The data: Begin

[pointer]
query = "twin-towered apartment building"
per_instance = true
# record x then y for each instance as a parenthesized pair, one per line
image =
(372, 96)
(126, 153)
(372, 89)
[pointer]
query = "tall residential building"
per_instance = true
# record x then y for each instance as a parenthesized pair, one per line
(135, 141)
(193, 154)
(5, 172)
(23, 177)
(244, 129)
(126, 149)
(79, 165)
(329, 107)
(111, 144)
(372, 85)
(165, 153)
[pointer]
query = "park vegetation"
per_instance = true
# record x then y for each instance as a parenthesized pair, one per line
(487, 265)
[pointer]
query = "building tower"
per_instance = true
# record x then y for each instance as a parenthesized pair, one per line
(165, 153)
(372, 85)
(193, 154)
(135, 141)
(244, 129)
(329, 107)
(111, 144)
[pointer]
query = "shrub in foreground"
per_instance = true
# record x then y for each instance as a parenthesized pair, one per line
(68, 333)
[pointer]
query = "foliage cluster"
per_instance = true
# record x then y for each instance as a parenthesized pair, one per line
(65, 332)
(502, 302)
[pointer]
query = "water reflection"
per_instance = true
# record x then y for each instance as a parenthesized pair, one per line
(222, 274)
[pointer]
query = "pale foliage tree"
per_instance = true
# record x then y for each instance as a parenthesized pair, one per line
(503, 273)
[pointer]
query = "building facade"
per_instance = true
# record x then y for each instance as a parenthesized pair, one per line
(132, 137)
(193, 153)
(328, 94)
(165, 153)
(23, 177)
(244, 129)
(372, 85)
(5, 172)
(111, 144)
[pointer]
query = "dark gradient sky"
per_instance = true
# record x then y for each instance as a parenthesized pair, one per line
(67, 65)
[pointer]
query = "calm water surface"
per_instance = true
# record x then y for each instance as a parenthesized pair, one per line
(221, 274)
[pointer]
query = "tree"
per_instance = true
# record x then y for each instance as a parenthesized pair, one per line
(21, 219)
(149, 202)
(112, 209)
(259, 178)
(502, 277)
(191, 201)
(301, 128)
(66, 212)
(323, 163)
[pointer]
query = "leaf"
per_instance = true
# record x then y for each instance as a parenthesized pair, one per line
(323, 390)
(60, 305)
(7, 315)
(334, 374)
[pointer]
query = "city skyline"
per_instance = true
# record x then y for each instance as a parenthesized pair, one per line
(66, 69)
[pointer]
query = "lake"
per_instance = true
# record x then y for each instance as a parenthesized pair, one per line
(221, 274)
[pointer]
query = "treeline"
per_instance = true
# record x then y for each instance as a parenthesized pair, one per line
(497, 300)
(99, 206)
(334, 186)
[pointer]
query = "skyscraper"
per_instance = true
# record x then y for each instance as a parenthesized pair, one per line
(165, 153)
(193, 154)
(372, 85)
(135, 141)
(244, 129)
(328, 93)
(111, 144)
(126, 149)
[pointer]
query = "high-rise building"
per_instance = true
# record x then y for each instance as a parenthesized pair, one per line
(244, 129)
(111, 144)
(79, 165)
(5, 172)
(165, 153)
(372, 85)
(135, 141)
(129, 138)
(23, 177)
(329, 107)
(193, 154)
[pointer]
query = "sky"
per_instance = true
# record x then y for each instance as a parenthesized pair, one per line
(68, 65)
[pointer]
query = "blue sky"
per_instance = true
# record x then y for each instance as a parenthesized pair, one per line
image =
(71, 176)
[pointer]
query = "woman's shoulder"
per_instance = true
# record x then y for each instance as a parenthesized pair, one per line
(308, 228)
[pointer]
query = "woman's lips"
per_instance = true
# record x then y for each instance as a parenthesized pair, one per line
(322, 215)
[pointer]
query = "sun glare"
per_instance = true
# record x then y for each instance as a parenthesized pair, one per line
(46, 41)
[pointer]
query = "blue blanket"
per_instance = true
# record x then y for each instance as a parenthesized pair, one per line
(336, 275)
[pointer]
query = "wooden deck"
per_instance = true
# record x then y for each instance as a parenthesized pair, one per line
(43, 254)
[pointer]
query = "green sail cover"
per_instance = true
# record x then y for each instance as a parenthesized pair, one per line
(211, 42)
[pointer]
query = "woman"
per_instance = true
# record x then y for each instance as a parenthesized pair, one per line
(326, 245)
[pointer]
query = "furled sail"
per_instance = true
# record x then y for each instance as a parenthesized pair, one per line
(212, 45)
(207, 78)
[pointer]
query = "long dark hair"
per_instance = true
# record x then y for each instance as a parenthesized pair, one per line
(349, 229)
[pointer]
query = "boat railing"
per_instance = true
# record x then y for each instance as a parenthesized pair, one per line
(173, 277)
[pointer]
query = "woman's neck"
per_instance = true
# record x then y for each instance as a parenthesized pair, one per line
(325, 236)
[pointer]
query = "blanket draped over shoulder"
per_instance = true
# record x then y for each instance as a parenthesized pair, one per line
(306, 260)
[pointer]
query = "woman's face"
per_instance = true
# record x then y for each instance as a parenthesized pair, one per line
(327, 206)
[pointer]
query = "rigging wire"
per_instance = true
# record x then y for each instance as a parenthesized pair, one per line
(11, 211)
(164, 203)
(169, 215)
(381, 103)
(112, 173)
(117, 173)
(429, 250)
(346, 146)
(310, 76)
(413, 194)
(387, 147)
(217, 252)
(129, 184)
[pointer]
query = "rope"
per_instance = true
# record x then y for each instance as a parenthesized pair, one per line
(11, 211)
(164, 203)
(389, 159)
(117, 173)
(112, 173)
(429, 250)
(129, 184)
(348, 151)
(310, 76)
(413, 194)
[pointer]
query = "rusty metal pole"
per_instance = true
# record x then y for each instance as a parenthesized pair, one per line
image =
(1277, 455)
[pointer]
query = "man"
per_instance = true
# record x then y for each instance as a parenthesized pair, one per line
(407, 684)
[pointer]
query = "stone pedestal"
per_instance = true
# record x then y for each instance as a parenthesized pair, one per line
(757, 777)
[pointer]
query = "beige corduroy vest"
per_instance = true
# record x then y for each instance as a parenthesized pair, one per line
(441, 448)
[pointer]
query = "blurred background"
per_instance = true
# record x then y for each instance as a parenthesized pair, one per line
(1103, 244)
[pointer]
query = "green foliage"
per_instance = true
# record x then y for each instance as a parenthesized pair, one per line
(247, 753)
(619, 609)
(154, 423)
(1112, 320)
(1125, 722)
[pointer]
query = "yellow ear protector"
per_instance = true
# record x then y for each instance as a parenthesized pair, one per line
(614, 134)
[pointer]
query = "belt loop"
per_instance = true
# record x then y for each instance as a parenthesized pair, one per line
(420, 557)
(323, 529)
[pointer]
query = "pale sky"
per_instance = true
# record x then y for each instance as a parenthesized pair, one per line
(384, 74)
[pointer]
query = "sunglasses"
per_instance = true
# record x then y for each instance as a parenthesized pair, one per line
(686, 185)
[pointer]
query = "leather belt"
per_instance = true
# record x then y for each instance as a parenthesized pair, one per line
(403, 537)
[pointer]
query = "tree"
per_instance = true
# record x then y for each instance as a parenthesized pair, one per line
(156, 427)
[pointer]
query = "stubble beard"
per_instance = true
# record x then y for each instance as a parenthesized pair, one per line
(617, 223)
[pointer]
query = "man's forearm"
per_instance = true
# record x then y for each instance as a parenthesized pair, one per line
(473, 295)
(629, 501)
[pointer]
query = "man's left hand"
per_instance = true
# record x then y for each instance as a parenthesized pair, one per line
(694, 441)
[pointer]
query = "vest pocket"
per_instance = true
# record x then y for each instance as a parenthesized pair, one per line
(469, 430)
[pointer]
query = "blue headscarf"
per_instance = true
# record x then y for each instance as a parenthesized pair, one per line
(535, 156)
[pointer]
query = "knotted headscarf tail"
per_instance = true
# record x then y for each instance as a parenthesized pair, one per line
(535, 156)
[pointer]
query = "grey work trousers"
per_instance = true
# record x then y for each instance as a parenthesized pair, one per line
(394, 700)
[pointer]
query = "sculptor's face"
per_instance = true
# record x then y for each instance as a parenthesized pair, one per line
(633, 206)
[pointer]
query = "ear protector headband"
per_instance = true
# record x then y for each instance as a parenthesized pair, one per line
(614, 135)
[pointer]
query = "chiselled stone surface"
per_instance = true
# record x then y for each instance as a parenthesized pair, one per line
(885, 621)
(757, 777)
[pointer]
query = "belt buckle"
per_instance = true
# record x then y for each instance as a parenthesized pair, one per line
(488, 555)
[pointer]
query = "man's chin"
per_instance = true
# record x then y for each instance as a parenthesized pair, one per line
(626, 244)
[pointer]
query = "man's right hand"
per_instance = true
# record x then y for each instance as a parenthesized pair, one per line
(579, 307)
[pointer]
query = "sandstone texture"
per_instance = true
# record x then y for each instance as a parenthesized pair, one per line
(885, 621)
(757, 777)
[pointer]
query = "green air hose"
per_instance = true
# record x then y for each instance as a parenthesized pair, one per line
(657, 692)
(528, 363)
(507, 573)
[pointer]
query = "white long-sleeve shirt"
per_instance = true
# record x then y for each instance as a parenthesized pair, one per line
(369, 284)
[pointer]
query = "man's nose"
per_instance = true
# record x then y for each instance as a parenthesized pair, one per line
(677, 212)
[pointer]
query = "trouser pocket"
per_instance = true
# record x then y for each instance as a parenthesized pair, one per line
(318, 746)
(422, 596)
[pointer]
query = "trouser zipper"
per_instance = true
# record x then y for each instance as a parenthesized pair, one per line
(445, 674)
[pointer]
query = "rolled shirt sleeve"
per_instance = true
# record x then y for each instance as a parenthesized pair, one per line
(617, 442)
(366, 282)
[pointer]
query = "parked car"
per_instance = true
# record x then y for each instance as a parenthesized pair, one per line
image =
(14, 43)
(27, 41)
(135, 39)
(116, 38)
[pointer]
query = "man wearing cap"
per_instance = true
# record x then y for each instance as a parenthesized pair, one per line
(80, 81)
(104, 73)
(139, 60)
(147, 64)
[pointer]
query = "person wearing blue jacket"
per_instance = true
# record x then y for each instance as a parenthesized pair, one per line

The data: End

Problem statement
All lines with the word "dark" are needed; pull them from the entries and copy each.

Answer box
query = "dark gradient sky"
query = "long dark hair"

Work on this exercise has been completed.